··· DATA FOR THIS TASK ···
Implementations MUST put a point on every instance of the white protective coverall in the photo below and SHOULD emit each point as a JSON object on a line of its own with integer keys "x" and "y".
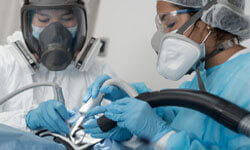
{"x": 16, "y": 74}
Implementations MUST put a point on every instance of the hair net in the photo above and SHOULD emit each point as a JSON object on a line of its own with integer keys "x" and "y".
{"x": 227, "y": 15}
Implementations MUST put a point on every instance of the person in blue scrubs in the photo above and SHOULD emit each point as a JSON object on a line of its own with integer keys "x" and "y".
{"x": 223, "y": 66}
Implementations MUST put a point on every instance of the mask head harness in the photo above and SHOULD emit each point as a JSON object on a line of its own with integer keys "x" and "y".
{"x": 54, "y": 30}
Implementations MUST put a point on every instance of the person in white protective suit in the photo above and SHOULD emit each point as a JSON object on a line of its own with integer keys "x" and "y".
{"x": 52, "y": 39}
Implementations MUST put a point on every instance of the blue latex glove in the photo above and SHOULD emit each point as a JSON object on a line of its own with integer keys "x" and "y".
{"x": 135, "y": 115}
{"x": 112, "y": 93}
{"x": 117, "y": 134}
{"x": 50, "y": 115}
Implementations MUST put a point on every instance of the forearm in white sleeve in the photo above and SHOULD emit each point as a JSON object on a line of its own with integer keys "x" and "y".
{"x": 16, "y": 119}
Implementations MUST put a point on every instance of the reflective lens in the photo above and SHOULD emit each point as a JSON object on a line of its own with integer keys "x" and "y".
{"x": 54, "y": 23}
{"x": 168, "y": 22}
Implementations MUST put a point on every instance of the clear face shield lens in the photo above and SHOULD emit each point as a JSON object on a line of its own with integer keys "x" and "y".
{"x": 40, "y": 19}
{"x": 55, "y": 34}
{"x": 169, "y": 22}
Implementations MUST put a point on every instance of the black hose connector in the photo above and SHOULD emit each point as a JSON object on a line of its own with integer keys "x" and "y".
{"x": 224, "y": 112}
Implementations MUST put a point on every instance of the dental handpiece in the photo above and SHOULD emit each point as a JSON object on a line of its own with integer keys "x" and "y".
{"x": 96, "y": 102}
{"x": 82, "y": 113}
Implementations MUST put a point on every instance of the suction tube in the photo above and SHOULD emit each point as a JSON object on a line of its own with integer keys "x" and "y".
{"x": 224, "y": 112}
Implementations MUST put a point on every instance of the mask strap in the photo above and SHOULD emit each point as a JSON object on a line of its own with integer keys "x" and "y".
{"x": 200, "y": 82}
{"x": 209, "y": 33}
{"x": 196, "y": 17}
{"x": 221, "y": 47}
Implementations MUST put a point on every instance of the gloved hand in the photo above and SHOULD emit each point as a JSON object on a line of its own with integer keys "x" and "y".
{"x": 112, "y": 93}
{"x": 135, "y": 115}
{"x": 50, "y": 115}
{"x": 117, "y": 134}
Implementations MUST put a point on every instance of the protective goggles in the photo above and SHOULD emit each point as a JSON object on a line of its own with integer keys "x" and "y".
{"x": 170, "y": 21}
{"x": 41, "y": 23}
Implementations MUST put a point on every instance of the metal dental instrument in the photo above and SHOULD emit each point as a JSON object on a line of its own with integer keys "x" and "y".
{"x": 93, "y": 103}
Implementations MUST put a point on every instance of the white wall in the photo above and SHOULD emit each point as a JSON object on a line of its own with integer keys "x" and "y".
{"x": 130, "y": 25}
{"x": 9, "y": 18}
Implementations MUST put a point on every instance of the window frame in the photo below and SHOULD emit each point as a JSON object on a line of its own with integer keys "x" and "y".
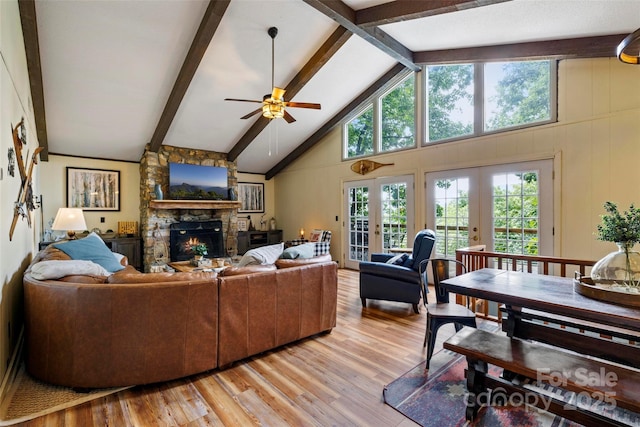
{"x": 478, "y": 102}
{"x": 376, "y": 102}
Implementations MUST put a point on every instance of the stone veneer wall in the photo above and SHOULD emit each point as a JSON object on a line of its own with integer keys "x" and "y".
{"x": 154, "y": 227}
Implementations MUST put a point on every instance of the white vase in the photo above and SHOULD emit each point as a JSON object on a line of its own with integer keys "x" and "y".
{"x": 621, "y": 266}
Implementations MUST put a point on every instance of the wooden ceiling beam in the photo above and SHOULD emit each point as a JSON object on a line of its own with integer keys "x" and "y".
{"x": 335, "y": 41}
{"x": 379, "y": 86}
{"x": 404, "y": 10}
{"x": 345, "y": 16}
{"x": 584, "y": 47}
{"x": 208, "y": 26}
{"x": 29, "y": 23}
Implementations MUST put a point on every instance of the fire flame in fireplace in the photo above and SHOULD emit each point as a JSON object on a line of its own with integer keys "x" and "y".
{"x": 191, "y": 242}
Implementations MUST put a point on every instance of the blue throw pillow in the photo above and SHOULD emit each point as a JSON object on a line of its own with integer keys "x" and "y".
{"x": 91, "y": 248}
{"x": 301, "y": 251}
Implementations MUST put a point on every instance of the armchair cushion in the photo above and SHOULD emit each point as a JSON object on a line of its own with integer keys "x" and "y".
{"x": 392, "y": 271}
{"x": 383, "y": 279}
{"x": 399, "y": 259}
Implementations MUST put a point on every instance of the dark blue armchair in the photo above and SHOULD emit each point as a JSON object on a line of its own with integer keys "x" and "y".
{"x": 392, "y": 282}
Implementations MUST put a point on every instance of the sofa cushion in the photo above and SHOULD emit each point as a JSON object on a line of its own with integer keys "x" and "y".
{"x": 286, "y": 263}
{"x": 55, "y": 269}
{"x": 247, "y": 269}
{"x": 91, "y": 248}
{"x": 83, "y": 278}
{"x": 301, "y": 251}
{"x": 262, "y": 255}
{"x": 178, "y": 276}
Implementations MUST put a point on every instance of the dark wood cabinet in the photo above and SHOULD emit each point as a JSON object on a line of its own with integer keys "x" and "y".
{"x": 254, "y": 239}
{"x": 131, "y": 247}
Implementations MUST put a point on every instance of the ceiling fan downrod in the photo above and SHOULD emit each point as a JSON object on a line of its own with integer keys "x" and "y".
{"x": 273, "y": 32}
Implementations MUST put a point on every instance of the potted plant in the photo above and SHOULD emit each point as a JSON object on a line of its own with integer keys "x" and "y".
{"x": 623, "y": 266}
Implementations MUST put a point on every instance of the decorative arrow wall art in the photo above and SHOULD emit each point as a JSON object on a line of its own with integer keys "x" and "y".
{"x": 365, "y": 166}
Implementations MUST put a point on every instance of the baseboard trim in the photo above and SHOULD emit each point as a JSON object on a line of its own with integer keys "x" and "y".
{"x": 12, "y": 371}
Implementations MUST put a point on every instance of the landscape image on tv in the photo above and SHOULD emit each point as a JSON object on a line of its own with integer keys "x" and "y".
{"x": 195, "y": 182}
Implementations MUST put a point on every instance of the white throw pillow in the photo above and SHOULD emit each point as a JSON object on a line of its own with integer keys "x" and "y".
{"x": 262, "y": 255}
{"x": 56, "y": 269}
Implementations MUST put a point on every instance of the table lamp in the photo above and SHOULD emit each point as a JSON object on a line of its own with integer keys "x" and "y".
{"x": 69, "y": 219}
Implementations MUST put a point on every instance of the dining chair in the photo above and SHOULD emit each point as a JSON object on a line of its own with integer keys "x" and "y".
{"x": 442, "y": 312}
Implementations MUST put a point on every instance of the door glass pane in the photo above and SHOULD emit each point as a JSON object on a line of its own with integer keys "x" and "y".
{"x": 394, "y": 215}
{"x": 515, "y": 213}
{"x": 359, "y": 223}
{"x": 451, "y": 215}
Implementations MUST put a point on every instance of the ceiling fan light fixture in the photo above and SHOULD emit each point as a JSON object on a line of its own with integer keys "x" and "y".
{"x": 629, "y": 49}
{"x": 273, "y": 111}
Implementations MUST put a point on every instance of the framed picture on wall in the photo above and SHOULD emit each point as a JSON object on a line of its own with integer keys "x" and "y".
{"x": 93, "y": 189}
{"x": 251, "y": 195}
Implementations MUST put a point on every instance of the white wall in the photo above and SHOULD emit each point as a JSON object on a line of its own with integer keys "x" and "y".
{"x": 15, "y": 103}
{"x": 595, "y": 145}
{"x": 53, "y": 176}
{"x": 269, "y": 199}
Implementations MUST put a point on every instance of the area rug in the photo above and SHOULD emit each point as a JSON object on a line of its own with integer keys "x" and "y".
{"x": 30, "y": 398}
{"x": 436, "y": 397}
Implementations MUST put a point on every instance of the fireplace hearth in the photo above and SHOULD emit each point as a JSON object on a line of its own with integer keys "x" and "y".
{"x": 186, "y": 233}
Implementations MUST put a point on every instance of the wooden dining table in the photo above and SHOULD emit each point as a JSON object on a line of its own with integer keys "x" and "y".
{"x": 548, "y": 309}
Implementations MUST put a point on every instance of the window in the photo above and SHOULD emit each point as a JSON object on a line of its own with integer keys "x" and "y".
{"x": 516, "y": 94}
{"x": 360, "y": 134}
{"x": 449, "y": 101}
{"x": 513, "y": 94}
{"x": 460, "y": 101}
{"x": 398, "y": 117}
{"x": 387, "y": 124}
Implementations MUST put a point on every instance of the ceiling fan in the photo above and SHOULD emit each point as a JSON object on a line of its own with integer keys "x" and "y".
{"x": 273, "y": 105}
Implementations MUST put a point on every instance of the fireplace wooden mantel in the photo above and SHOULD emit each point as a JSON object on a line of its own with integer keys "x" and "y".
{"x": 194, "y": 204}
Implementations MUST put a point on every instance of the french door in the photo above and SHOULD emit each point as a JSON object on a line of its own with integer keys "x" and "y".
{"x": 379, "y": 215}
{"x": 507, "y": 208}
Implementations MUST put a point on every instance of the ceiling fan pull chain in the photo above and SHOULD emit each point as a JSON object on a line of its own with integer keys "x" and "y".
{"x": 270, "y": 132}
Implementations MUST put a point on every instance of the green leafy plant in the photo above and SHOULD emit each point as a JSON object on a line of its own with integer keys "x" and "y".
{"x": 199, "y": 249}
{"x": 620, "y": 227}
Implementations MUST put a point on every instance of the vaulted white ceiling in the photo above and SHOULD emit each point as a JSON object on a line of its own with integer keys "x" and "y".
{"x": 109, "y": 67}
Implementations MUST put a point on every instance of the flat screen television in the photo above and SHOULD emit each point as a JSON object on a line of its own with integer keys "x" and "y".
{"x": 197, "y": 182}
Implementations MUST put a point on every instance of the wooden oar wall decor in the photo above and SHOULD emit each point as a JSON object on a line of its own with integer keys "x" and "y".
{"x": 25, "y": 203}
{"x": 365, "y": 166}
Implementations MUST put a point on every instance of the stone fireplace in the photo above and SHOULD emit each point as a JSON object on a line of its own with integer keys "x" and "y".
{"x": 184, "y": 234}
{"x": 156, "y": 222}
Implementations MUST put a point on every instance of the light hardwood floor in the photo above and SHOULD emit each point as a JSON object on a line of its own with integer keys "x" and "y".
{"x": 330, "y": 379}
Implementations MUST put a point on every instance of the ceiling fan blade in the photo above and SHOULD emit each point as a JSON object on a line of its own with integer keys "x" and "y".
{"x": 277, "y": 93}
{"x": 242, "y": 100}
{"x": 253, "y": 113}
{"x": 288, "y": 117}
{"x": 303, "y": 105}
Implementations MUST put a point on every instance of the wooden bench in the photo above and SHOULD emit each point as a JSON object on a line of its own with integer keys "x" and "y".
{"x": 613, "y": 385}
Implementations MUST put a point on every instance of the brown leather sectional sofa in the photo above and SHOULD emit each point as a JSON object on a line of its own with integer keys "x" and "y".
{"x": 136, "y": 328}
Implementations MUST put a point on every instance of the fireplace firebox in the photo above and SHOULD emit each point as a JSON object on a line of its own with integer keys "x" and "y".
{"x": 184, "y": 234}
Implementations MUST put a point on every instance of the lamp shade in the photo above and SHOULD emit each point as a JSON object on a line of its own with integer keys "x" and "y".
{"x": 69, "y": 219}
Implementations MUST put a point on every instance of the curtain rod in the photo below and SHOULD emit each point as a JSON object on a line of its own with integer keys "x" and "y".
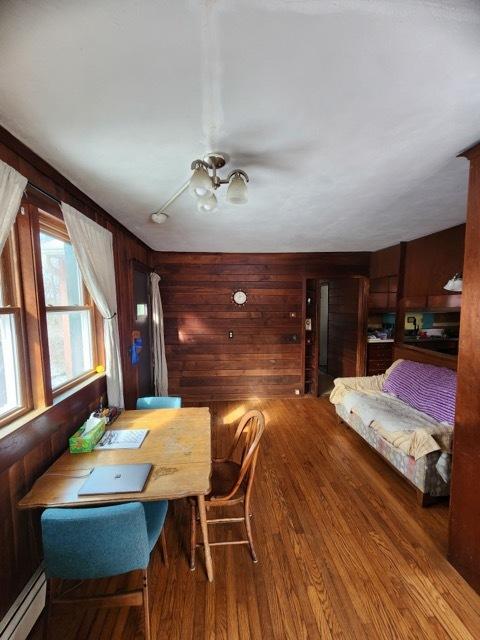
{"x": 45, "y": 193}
···
··· DATA FOR THIS TASK ···
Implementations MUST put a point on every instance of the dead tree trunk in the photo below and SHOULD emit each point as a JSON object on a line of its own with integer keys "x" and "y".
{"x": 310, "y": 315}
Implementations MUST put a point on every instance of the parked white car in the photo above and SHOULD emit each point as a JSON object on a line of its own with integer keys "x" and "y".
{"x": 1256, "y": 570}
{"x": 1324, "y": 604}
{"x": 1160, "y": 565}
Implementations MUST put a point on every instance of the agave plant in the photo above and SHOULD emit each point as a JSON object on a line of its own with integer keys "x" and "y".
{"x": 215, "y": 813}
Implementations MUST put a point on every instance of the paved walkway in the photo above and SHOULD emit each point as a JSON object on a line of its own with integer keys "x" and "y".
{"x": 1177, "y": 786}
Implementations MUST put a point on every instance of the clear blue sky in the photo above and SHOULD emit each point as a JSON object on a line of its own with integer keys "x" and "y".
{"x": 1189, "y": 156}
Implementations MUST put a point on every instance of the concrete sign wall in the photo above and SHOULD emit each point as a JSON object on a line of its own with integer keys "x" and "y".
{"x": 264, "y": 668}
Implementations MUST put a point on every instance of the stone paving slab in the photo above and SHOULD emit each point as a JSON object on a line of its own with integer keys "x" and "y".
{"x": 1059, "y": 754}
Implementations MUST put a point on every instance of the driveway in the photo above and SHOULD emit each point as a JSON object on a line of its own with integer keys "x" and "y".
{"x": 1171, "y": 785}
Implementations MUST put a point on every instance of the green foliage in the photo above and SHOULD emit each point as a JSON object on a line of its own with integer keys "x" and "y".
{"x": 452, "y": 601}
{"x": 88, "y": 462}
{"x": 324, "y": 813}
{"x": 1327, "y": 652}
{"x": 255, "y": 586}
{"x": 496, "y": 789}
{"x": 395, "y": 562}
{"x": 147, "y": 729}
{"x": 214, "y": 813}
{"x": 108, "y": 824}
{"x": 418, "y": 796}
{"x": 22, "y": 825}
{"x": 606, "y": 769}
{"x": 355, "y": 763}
···
* _EXERCISE BRIEF_
Gather every line in the records above that contains the string "lens", and copy each one out in full. Case matters.

* _THE SOLUTION_
Implementations MUST put a point on every instance of the reflective lens in the photo above and SHOULD emit each point as a JSON object on a line of its own with integer keys "x" and "y".
Implementations MUST put a point on every instance of the clear face shield lens in the photo above and SHOULD emit each point as a JSON object on a line of its own with integer keys "x" and "y".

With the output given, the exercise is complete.